# TEXTE FOURNI
┌──

10h du matin. Je sors du métro à Arts-Loi et c’est le bordel. Des embouteillages monstrueux. Mais aussi une multitude de gyrophares, tournicoti tournicotant à qui mieux mieux. Des flics partout, qui interdisent, gueulent, gesticulent, courent dans tous les sens, comme s’il venait de se passer un 11-septembre. Pourtant, point d’ambulance ou de pompier. Que se passe-t-il donc ?
Un automobiliste tente d’amadouer les pandores. Monsieur, j’ai une livraison urgente… Un autre : un rendez-vous crucial, monsieur l’agent. Mais ces flics rubiconds à la gueule de kapo cramoisi vitupèrent en montrant de la matraque que c’est dans ces embouteillages-là, c’est-à-dire complètement bloqués, que ces gens en retard doivent s’engouffrer. Que se passe-t-il donc ?
C’est à ce moment-là que, venus de nulle part, cataclopin-cataclopant à un train de sénateur, des dizaines de cavaliers en costume d’une autre époque envahissent le carrefour, allure de Disneyland dans un décor de pare-chocs. Avec des chapeaux en poil de je ne sais quoi et sabre en l’air, ils font les fiers en pavanant leur floche et leurs éperons d’or. Alors qu’ils n’escortent même pas Sissi, non non !
Mais que se passe-t-il donc. On est un 5 octobre, un lundi qui plus est.
Fêterait-on le « Tax Freedom Day », vous savez, ce jour où les Belges commencent enfin à travailler pour eux-mêmes et non plus pour le fisc ? Ben non, ça c’était il y a deux mois. Ou alors le « Jour du Dépassement », ce jour funeste où les ressources naturelles de l’année sont épuisées ? Ben non plus : ça, c’est passé depuis belle lurette. Quoi alors ? L’intronisation d’Yvan Mayeur Premier roi des piétons ? Le retour de Stromae ? La nomination du premier bourgmestre flamand de Linkebeek ?
Non : l’arrivée d’Erdogan à Bruxelles.
Erdogan, président de la Turquie et plus fidèle allié de la démocratie belge, est pour deux jours chez nous. Tout ça pour ça.
C’est en tout cas ce que signifient les regards incrédules et les sourires moqueurs des piétons qui se faufilent parmi ces tuyaux d’échappement impatients : tout ça pour ça. Le lendemain du marathon qui a bloqué Bruxelles et deux jours avant la grève nationale qui fera de même, est-on obligé de s’amuser à tant de sississeries pour un gars qui vient serrer quelques pinces ? Dans une ville déjà sur-embouteillée, et dans un climat où n’importe quel rassemblement policier fait craindre le pire. Dans un pays où les militaires n’en peuvent plus et où le ministre de l’Intérieur refuse de payer leurs heures supplémentaires, ce genre de fantasia dépassée est-elle encore de mise ?
Que ces gens fassent leur boulot, OK, mais qu’ils laissent les autres faire le leur, non ? Bruxelles, ce matin, était bloquée. De nombreux trams étaient restés au dépôt. Et la ville semblait retenir son souffle, alors qu’elle doit booster sa vitalité. Tout ça pour ça.
Une heure après ma réunion, je suis passé devant le palais royal. Les canassons sont arrivés, en grand tralala. Se sont mis au garde-à-vous. Des voitures sont sorties du palais. En trombe. Je parie qu’Erdogan n’a même pas jeté un oeil sur les floches et les sabres en poil de chameau. N’est pas Sissi qui veut.

└──

# EXTRAITS DE DONNÉES

┌──

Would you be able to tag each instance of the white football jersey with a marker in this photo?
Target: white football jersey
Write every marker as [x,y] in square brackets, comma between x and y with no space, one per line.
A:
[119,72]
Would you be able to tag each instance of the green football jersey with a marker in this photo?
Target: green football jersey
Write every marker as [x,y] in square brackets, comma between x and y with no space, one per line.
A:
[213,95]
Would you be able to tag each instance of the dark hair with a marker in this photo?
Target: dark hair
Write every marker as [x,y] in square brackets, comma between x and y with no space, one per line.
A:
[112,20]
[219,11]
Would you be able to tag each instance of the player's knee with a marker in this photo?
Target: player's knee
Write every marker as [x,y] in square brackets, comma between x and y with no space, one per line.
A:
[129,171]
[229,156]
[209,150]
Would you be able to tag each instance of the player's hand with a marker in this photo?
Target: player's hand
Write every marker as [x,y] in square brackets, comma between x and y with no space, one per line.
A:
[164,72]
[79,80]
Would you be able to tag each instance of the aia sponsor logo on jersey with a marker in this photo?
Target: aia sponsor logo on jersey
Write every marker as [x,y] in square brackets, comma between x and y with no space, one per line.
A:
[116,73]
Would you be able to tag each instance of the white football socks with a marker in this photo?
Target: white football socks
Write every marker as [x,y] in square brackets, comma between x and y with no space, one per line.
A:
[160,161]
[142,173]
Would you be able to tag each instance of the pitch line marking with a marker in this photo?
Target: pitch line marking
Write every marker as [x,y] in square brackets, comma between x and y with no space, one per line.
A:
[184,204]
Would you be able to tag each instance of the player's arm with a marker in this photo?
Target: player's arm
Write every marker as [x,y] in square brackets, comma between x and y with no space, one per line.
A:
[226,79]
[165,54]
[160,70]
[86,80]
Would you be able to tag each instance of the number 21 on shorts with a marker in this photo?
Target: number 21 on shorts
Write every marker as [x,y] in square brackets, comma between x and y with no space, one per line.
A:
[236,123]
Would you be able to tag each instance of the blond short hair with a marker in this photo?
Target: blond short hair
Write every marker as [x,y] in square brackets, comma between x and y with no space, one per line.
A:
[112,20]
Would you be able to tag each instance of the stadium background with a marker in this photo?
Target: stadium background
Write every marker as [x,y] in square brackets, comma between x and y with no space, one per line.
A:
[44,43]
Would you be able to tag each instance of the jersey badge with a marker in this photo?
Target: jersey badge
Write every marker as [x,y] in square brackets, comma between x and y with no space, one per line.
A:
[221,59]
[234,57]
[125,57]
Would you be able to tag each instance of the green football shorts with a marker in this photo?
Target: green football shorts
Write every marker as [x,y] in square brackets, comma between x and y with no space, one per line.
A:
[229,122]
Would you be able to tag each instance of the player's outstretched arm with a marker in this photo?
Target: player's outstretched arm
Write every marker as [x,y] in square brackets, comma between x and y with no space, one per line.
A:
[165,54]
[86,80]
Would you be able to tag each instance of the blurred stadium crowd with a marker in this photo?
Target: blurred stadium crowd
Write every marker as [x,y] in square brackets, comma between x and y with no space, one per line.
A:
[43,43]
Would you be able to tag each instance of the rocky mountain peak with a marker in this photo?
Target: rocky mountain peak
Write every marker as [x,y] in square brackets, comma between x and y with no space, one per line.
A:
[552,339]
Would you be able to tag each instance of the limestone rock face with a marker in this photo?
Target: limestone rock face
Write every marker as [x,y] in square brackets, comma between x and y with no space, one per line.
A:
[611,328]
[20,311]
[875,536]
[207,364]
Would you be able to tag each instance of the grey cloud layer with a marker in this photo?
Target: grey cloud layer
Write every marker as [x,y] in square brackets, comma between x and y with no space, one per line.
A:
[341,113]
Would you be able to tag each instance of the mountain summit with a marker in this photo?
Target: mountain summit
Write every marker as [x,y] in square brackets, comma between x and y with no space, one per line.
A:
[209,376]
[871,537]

└──

# CONSIGNES DE TRAVAIL
Retapez à l'identique le passage du texte fourni situé entre « C’est à ce moment-là » et « Sissi, non non ! », bornes incluses.

# ZONE DE RÉPONSE
C’est à ce moment-là que, venus de nulle part, cataclopin-cataclopant à un train de sénateur, des dizaines de cavaliers en costume d’une autre époque envahissent le carrefour, allure de Disneyland dans un décor de pare-chocs. Avec des chapeaux en poil de je ne sais quoi et sabre en l’air, ils font les fiers en pavanant leur floche et leurs éperons d’or. Alors qu’ils n’escortent même pas Sissi, non non !